Aufgabe 1: Warum steht laut der Rezension vor Spielbeginn eine intensive Beschäftigung mit Anleitung und Aufbau an? Erkläre es in ein bis drei Sätzen.
Aufgabe 2: Gib aus der Rezension wörtlich den Abschnitt aus, der mit den Worten „Wie spielt sich“ beginnt und mit „Spielbeginn stehen wird.“ endet.
Aufgabe 3: In welcher Stadt fand laut der Rezension 2023 die erste Deutsche Meisterschaft der Hobbybrauer statt?

Textauszug:
.....

• Bier Pioniere“: Rezension des Worker-Placement-Spiels für Kleinbrauer
  • So spielt sich der strategische Brauerei-Ausbau auf Kennerspiel-Niveau
  • Infos, Bewertung und Fazit

Bier war und ist hierzulande ein großes Thema, Brauen erlebt gerade bei jungen Menschen eine Renaissance. 2023 gab es die erste Deutsche Meisterschaft der Hobbybrauer in Stralsund . Die „Bier Pioniere“ im Arbeitereinsatzspiel von Autor Thomas Spitzer sind jedoch in einer Zeit tätig, als die Industrialisierung für Kleinbrauereien neue Herausforderungen brachte. Es galt, sich mit Weiterentwicklung und Vergrößerung der Betriebe dem Wettbewerb zu stellen. Laut Beschreibung werben die „Bier Pioniere“ in der Zeit ab den 1870er Jahren um die Gunst der Biertrinker. In langen Partien haben wir das Kennerspiel, das der Verlag Spielefaible aus Schleswig-Holstein zur Spielemesse im Herbst 2023 in Essen veröffentlicht hat, getestet. 

Wie spielt sich das Kennerspiel „Bier Pioniere“?

Die Box von „Bier Pioniere“ hat ganz schön Gewicht. Und, was nicht immer selbstverständlich ist, sie ist randvoll mit Spielmaterial. Kleine Bierfässer, Spielfiguren, Karten, Kärtchen, Marker, Flaschen, dazu ein großes Spielbrett und Tableaus: Auf den ersten Blick wird klar, dass eine intensive Auseinandersetzung mit Anleitung und Aufbau vor dem Spielbeginn stehen wird.

.....

Datenzeilen:
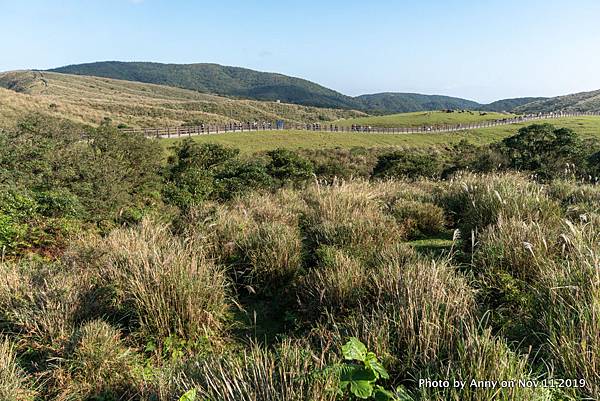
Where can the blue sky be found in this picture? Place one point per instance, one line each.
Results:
(482, 50)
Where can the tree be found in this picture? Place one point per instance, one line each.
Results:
(542, 148)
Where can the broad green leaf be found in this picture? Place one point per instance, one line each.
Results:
(402, 394)
(372, 362)
(354, 350)
(364, 374)
(361, 388)
(381, 394)
(190, 395)
(347, 372)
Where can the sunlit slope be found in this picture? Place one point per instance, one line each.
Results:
(89, 100)
(427, 118)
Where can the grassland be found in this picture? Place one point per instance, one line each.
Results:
(586, 127)
(420, 119)
(89, 100)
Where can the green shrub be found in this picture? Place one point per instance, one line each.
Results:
(476, 201)
(235, 178)
(543, 149)
(286, 165)
(14, 383)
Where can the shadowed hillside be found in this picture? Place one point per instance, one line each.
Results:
(89, 100)
(578, 102)
(249, 84)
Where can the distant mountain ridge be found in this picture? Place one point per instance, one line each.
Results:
(249, 84)
(577, 102)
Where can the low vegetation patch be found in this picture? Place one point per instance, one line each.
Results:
(125, 275)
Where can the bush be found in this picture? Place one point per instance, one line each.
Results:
(197, 173)
(235, 178)
(107, 171)
(476, 201)
(543, 149)
(286, 165)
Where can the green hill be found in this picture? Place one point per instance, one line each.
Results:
(410, 102)
(89, 100)
(249, 84)
(221, 80)
(424, 118)
(578, 102)
(510, 104)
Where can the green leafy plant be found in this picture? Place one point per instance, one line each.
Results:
(189, 395)
(360, 372)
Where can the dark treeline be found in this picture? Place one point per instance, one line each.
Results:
(52, 180)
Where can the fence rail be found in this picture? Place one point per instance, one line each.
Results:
(210, 129)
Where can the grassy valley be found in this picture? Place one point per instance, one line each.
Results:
(249, 84)
(578, 102)
(428, 118)
(216, 274)
(249, 142)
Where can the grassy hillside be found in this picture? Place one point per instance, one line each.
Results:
(88, 100)
(578, 102)
(587, 127)
(282, 277)
(408, 102)
(222, 80)
(510, 104)
(249, 84)
(420, 119)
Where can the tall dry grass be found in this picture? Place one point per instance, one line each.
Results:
(167, 283)
(15, 385)
(286, 373)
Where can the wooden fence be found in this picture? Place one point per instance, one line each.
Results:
(209, 129)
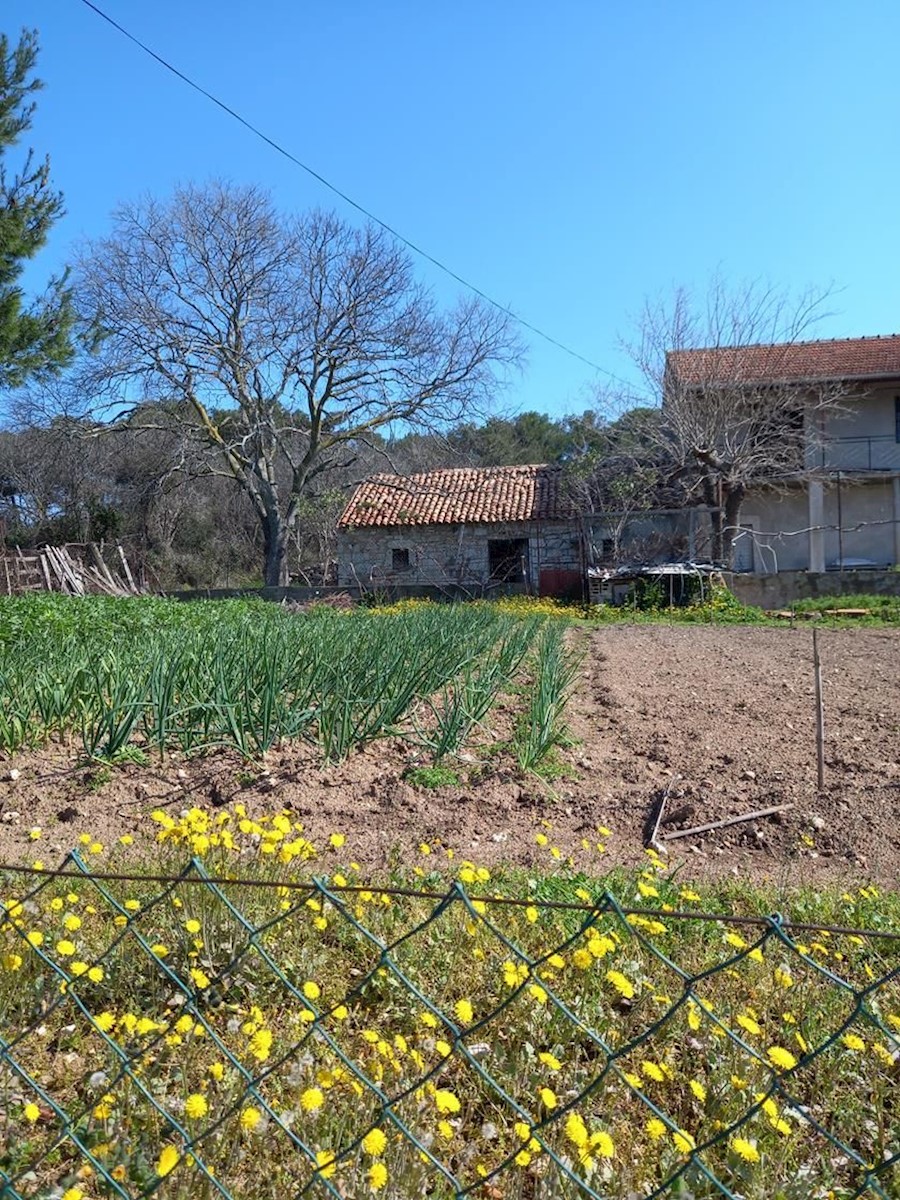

.....

Erwartete Antwort 1: Die Box ist randvoll mit Spielmaterial: kleine Bierfässer, Spielfiguren, Karten, Kärtchen, Marker, Flaschen, dazu ein großes Spielbrett und Tableaus. Deshalb wird schon auf den ersten Blick klar, dass Anleitung und Aufbau gründlich erarbeitet werden müssen.

Erwartete Antwort 2:
Wie spielt sich das Kennerspiel „Bier Pioniere“?

Die Box von „Bier Pioniere“ hat ganz schön Gewicht. Und, was nicht immer selbstverständlich ist, sie ist randvoll mit Spielmaterial. Kleine Bierfässer, Spielfiguren, Karten, Kärtchen, Marker, Flaschen, dazu ein großes Spielbrett und Tableaus: Auf den ersten Blick wird klar, dass eine intensive Auseinandersetzung mit Anleitung und Aufbau vor dem Spielbeginn stehen wird.

Erwartete Antwort 3: In Stralsund.